All entries are to be transcribed exactly. Pictures are not part of the copy.
Provided records START
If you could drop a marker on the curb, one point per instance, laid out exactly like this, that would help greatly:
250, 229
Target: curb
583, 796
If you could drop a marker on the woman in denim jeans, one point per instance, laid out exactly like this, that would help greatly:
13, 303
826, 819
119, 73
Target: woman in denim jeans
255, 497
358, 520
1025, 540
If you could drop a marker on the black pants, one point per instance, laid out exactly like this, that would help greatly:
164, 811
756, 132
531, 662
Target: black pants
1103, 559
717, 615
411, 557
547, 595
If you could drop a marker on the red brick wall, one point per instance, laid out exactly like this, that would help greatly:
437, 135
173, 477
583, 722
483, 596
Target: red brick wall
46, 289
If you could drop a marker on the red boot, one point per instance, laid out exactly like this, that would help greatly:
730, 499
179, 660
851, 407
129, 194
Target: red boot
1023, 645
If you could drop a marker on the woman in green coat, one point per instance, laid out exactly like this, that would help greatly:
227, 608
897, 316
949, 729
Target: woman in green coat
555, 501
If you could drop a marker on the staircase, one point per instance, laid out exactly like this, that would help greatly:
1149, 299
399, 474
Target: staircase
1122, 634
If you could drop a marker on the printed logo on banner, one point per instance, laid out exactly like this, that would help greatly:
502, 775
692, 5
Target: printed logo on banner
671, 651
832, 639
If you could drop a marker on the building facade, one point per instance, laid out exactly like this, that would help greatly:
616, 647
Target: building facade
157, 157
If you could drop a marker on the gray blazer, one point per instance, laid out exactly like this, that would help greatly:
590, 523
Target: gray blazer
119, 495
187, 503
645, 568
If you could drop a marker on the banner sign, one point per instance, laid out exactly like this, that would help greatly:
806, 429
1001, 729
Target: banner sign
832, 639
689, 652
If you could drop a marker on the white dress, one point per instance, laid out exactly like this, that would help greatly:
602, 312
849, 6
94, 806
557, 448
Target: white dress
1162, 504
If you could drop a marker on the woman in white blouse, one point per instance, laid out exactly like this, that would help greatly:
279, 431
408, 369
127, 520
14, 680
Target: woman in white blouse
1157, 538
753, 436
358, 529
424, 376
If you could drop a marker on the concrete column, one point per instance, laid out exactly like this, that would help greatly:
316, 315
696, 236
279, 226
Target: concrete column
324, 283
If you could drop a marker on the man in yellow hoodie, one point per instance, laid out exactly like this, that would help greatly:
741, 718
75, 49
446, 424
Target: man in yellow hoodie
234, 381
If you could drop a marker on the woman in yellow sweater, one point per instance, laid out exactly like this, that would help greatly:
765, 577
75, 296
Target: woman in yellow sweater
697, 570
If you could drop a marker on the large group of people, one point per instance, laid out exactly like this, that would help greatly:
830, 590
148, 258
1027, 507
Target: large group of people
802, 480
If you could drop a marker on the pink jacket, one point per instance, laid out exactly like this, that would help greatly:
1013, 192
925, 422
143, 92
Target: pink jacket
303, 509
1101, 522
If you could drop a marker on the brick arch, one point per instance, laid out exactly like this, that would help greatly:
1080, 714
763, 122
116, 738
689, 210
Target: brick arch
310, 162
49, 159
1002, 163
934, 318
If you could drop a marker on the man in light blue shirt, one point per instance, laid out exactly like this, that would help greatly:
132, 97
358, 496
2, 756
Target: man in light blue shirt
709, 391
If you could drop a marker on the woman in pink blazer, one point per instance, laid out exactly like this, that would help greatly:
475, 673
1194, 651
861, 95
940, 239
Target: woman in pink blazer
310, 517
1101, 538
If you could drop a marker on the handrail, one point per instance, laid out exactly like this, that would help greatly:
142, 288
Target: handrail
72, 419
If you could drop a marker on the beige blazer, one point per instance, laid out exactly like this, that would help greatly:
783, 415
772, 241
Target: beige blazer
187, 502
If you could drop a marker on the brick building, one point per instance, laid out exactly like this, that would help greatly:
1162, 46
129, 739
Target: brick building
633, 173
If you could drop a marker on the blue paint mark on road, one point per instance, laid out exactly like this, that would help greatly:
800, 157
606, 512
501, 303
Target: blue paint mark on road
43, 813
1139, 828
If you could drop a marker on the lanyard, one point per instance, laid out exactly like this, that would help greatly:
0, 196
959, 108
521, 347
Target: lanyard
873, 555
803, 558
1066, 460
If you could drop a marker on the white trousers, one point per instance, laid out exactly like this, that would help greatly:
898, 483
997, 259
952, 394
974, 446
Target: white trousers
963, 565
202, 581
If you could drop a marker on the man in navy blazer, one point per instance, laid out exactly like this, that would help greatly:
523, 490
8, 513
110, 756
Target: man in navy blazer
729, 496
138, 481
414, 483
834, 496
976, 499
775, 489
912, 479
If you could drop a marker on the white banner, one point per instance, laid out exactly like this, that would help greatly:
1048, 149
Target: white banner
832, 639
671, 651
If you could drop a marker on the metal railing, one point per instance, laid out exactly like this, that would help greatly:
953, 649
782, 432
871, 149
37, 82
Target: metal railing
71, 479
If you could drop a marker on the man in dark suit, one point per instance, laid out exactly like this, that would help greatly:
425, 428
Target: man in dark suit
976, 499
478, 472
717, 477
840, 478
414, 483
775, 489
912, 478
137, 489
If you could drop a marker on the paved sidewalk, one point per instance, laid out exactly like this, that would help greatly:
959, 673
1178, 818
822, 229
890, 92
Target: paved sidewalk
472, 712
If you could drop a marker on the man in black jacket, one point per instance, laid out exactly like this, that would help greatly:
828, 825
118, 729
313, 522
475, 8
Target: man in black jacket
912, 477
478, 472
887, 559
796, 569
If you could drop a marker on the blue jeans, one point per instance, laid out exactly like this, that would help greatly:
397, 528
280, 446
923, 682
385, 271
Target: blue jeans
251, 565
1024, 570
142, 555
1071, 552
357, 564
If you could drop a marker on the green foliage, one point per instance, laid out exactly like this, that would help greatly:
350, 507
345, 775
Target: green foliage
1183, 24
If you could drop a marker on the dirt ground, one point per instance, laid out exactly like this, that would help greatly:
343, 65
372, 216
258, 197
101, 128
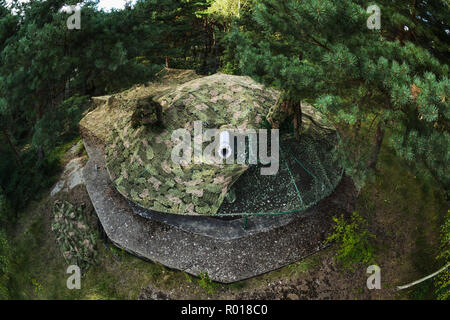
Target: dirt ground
403, 212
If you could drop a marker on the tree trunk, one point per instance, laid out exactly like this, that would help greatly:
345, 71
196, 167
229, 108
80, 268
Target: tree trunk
376, 146
297, 108
11, 145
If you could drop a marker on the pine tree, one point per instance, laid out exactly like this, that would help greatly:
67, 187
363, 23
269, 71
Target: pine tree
323, 52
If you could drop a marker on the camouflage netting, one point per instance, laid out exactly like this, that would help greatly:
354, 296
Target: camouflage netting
136, 126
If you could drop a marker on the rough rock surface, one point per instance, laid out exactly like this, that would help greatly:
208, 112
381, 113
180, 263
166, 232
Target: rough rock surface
224, 260
71, 177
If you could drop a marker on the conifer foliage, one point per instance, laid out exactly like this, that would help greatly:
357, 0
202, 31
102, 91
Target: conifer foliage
366, 80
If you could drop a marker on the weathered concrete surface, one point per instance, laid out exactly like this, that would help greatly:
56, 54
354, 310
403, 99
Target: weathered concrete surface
224, 260
218, 228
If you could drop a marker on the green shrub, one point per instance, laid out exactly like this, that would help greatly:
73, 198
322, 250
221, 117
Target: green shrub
353, 240
442, 281
5, 261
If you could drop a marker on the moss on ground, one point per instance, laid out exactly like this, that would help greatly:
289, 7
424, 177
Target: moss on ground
403, 210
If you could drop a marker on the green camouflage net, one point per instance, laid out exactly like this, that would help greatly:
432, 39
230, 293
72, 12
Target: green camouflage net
139, 157
136, 127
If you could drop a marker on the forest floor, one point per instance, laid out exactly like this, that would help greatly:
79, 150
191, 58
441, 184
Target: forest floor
403, 211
Provided records END
- Exercise solution
If you could drop a marker on the curb, one point per instance, laid out exactly like this, that would help greatly:
250, 229
Target: curb
583, 796
If you could drop a marker on the woman in denim jeans, one point per instance, laid out exactly like this, that would help greatly:
13, 303
826, 819
119, 73
Target: woman in denim jeans
255, 497
358, 520
1025, 540
If you could drop a marker on the black pants, one point per instance, laid out exactly like this, that would help greatly:
164, 811
756, 132
531, 662
Target: black pants
1103, 559
717, 615
411, 557
547, 595
If you could drop a marker on the red brick wall, one point per instance, laid out exactly like this, that would help greatly:
437, 135
173, 477
583, 722
483, 596
Target: red brick wall
46, 289
If you could drop a marker on the red boot, one point per instance, laid out exactly like this, that would help greatly:
730, 499
179, 660
851, 407
129, 194
Target: red boot
1023, 645
If you could drop a marker on the woman in green coat, one point per instance, laid out exactly like this, that would help greatly:
227, 608
897, 316
949, 729
Target: woman in green coat
555, 501
If you could drop a marker on the staircase, one point per instance, laid out exactly like this, that would help greatly:
1149, 299
399, 474
Target: staircase
1122, 634
If you could drop a marker on the printed logo on banner, one point per instance, laid out exactly like this, that would help greatly:
502, 775
692, 5
Target: printed logo on banner
671, 651
832, 639
If you could drop a marker on the building facade, one point per instance, laid out exactly like this, that would help greatly:
616, 647
Target: building facade
157, 157
If you could drop a marker on the gray blazer, one point per instance, laid out exactly like this, that would help greatly:
590, 523
Target: gray blazer
119, 495
187, 503
645, 568
If you could drop a marker on the banner sign, one point per instance, laid out exactly like this, that would help greatly:
806, 429
1001, 729
Target: banner sign
832, 639
689, 652
If you could drop a marker on the white dress, one point per instance, laid out exactly like this, that would help greatly:
602, 312
849, 6
94, 806
557, 448
Target: white dress
1162, 504
If you could drop a marker on the woman in white blouse, one point per instance, laid out exactly like this, that would help greatly:
279, 431
408, 369
127, 520
14, 680
Target: woman in white blouse
1157, 538
753, 436
358, 529
424, 376
If you could drop a marker on the concrete column, one point per instance, laid out exactly like this, that would help greatly:
316, 315
696, 236
279, 226
Target: concrete column
324, 283
If you could drop a marker on the man in yellow hoodie, one point per instance, laid out exactly like this, that would help greatly:
741, 718
75, 49
446, 424
Target: man in yellow hoodie
234, 381
If you could drop a marker on the woman in yellow sweater, one point per instance, laid out exactly like this, that would help greatly:
765, 577
75, 296
Target: woman in yellow sweater
697, 570
If you could drop a marker on the large group of people, one point per instance, laid out exactly like this, that would help greatly:
830, 590
148, 258
1027, 507
Target: large group of people
802, 480
If you could drop a marker on the pink jacket, one point per instance, laid out exactly like this, that would help greatly:
1013, 192
925, 422
143, 92
Target: pink jacket
303, 509
1101, 522
If you could drop a marker on the brick arch, one point per instance, laid out exactly like this, that would help greatly:
1080, 714
763, 122
116, 738
689, 210
Target: brick arch
310, 162
49, 159
1002, 163
934, 318
If you could drop a marker on the man in light blue shirt, one point per instance, laid out exactly like this, that would help greatly:
132, 97
358, 496
2, 756
Target: man in light blue shirt
709, 391
If you could drop a marker on the woman in pink blazer, one point per instance, laid out exactly like this, that would help greatly:
475, 673
1194, 651
861, 95
940, 239
Target: woman in pink blazer
310, 517
1101, 538
If you could drop a marker on the handrail, one point per instance, laid out exactly like this, that would help greatly:
142, 288
Target: handrail
72, 419
If you could drop a marker on the beige blazer, one point per instance, laid out exactly like this, that would help greatly:
783, 415
772, 241
Target: beige blazer
187, 502
If you could drop a marker on the brick building, one point per instance, laid out exactly like this, that would help greatly:
1162, 46
129, 739
Target: brick building
633, 173
If you could drop a marker on the blue paint mark on road, one point per instance, laid out exactly like this, that would help greatly:
800, 157
606, 512
501, 303
Target: blue paint mark on road
43, 813
1139, 828
If you could drop a marker on the lanyard, one point per instance, laid out exactly like this, that would help greatly:
0, 196
959, 108
521, 347
Target: lanyard
873, 555
803, 558
1066, 460
If you could drop a marker on the white trousers, one point per instance, laid out exactly like this, that would help greatly:
898, 483
997, 259
952, 394
974, 446
Target: white trousers
963, 565
202, 581
If you could drop a marker on the man in navy blazer, one point per instance, laid out exactly like this, that would help greatly:
523, 490
8, 513
110, 756
Target: man in navy blazer
729, 496
138, 481
414, 483
834, 496
976, 499
775, 489
912, 479
If you could drop a marker on the white banner, one point per instance, laid out exactly like this, that would help greatly:
1048, 149
Target: white banner
832, 639
671, 651
If you could drop a marker on the metal railing, one point per instance, laid out exactly like this, that would help greatly:
953, 649
782, 432
871, 149
37, 82
Target: metal railing
71, 479
If you could drop a marker on the man in dark suit, one point per instance, laid out exactly like this, that would help greatly:
425, 428
Target: man in dark suit
976, 499
478, 472
717, 477
840, 478
414, 483
775, 489
912, 478
137, 489
If you could drop a marker on the paved sidewalk, one point per instance, laid out exactly like this, that would help greatly:
959, 673
1178, 818
822, 229
890, 92
Target: paved sidewalk
472, 712
If you could drop a marker on the man in black jacket, one point per instance, laid out exactly like this, that would help greatly:
828, 825
118, 729
313, 522
475, 8
Target: man in black jacket
912, 477
478, 472
887, 559
796, 569
If you could drop a marker on the blue jeans, one point per instance, laid out exactly like this, that would help greatly:
397, 528
280, 446
923, 682
385, 271
Target: blue jeans
251, 565
1024, 570
142, 555
1071, 552
357, 564
If you could drop a marker on the green foliage, one point per instance, laid out exactly like this, that would help greatly:
350, 507
345, 775
Target: green foliage
1183, 24
If you could drop a marker on the dirt ground, one point per instance, laid out exactly like this, that would help greatly:
343, 65
372, 216
258, 197
101, 128
Target: dirt ground
403, 212
If you could drop a marker on the tree trunk, one point per instance, laid out exactly like this, that would help greatly:
345, 71
196, 167
229, 108
80, 268
Target: tree trunk
376, 146
297, 108
11, 145
If you could drop a marker on the pine tree, one point per instance, laid out exactly like this, that would help greatly:
67, 187
363, 23
269, 71
Target: pine tree
323, 52
If you could drop a marker on the camouflage netting, one point per instance, laid out exactly like this, that would help greatly:
354, 296
Target: camouflage netting
136, 126
If you could drop a marker on the rough rock surface, one point per instance, laid out exactly like this, that would help greatly:
208, 112
381, 113
180, 263
166, 232
Target: rough rock surface
224, 260
71, 177
If you could drop a marker on the conifer foliage, one point per instance, laid out exactly like this, that would help greatly:
357, 0
202, 31
102, 91
Target: conifer foliage
366, 80
If you could drop a marker on the weathered concrete surface, one point per instance, laid out exactly like this, that would help greatly:
56, 54
354, 310
403, 99
Target: weathered concrete surface
224, 260
218, 228
If you could drop a marker on the green shrub, one point per instance, laid out exactly like this, that would help greatly:
73, 198
322, 250
221, 117
Target: green shrub
353, 240
442, 281
5, 261
If you could drop a marker on the moss on ground, one point per instance, laid out exactly like this, that would help greatly:
289, 7
424, 177
Target: moss on ground
403, 210
If you could drop a marker on the green camouflage net, one point per instance, laid out exactly like this, that would help greatly:
432, 39
230, 293
72, 12
Target: green camouflage net
139, 157
136, 127
If you could drop a marker on the forest floor, one point per instance, laid out exactly like this, that would help greatly:
79, 150
191, 58
441, 184
Target: forest floor
403, 211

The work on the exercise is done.